JOB 1: From the word-of-the-week thread, reproduce word for word the part that opens with the words containing "## Mike1950 (Oct" and closes with "Beam (Oct 18, 2015)".
JOB 2:
Answer these questions from the word-of-the-week thread:
(a) What definition is given for the week's word?
(b) How much money does manbuckwal offer Tclem?
(c) Whom does Kevin thank for introducing him to Seasick Steve?

TEXT SECTION:
## start

# Word of the Week - Week 43 2015



## SENC (Oct 18, 2015)

This week's word is a great one that could describe many of us after acquiring wood on the WB.

impecunious - having little or no money

impəˈkyo͞onēəs

Reactions: Like 3


----------



## ripjack13 (Oct 18, 2015)

Whenever Cliff posts I'm impecunious after....

Reactions: Agree 1


----------



## Mike1950 (Oct 18, 2015)

I am married so I am already really impecunious!!!

Reactions: Agree 2 | Great Post 2 | Funny 2


----------



## Jim Beam (Oct 18, 2015)

SENC said:


> This week's word is a great one that could describe many of us after acquiring wood on the WB.
> 
> impecunious - having little or no money
> 
> impəˈkyo͞onēəs



True Dat!
In the words of the great Seasick Steve, " I started out with nuthin' and I still got most of it left"

Reactions: Thank You! 1 | Funny 3


----------



## Tclem (Oct 18, 2015)

That was me after I got married

Reactions: Agree 1


----------



## manbuckwal (Oct 18, 2015)

@Tclem I will give you $5 so you will be less impecunious, if you become a riggite and give @SENC a hard time ........

Reactions: Like 1 | +Karma 1


----------



## Tclem (Oct 18, 2015)

manbuckwal said:


> @Tclem I will give you $5 so you will be less impecunious, if you become a riggite and give @SENC a hard time ........


Send the money first.

Reactions: Funny 3


----------



## SENC (Oct 18, 2015)

Tclem said:


> Send the money first.


You're getting smarter, my friend! Be careful, get much smarter and no-one will believe you're from Georgia!

Reactions: Funny 2


----------



## Kevin (Oct 19, 2015)

Jim Beam said:


> True Dat!
> In the words of the great Seasick Steve, " I started out with nuthin' and I still got most of it left"



Jim thanks for introducing me to Seasick Steve he is awesome - love his bio too.


----------

## end

DATA:
## start

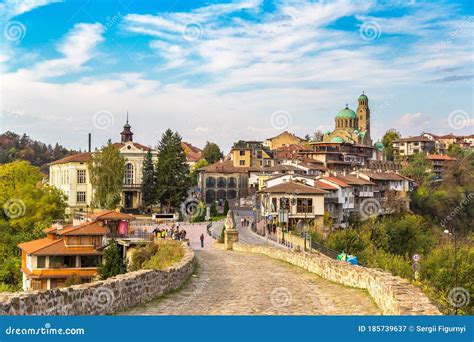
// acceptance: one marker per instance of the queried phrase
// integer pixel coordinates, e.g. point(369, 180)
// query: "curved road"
point(235, 283)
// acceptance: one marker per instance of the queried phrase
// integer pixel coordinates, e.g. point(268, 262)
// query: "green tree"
point(172, 171)
point(148, 181)
point(418, 169)
point(113, 263)
point(211, 153)
point(28, 207)
point(387, 141)
point(106, 171)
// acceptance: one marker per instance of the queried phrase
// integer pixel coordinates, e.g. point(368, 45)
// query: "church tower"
point(126, 134)
point(363, 118)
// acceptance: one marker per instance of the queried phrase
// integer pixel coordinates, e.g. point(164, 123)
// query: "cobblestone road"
point(234, 283)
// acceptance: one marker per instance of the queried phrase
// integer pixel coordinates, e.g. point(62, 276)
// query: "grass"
point(168, 253)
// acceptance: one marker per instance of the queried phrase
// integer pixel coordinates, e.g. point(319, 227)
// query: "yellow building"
point(251, 154)
point(283, 139)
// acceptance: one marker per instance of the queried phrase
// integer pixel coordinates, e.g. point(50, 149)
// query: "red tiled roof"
point(293, 187)
point(47, 246)
point(325, 186)
point(439, 157)
point(383, 175)
point(137, 145)
point(417, 138)
point(110, 215)
point(77, 158)
point(337, 181)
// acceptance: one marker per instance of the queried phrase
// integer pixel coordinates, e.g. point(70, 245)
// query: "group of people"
point(244, 222)
point(173, 233)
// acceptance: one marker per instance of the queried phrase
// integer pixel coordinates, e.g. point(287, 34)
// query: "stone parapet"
point(101, 297)
point(392, 294)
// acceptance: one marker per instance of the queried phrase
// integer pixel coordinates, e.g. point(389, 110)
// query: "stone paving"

## end

COMPLETE OUTPUT 1:
## Mike1950 (Oct 18, 2015)

I am married so I am already really impecunious!!!

Reactions: Agree 2 | Great Post 2 | Funny 2


----------



## Jim Beam (Oct 18, 2015)

COMPLETE OUTPUT 2:
(a) Having little or no money.
(b) $5.
(c) Jim Beam.